What you need to do:
Scan the material for the string "target" and copy out every line in which it occurs.

Data provided:
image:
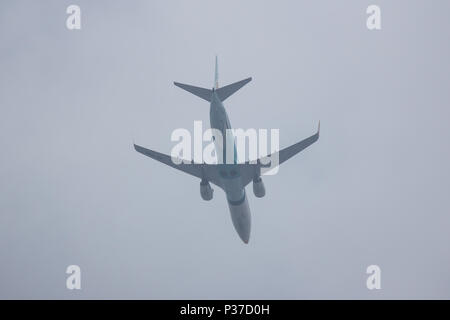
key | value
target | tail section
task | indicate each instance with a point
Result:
(199, 92)
(216, 75)
(222, 93)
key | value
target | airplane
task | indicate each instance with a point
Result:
(232, 177)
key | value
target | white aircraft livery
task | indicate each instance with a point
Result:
(231, 177)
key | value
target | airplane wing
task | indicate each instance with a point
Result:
(249, 171)
(199, 170)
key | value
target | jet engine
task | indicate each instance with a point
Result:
(258, 187)
(205, 190)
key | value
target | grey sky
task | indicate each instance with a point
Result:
(372, 190)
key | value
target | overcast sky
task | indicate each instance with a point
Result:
(373, 189)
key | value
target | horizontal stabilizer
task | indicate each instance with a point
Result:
(224, 92)
(199, 92)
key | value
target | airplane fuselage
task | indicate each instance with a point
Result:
(229, 173)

Answer box:
target | tail section
target | airplane
target | white aircraft livery
target | airplane wing
target | jet engine
target | grey sky
target | overcast sky
target | horizontal stabilizer
target | airplane fuselage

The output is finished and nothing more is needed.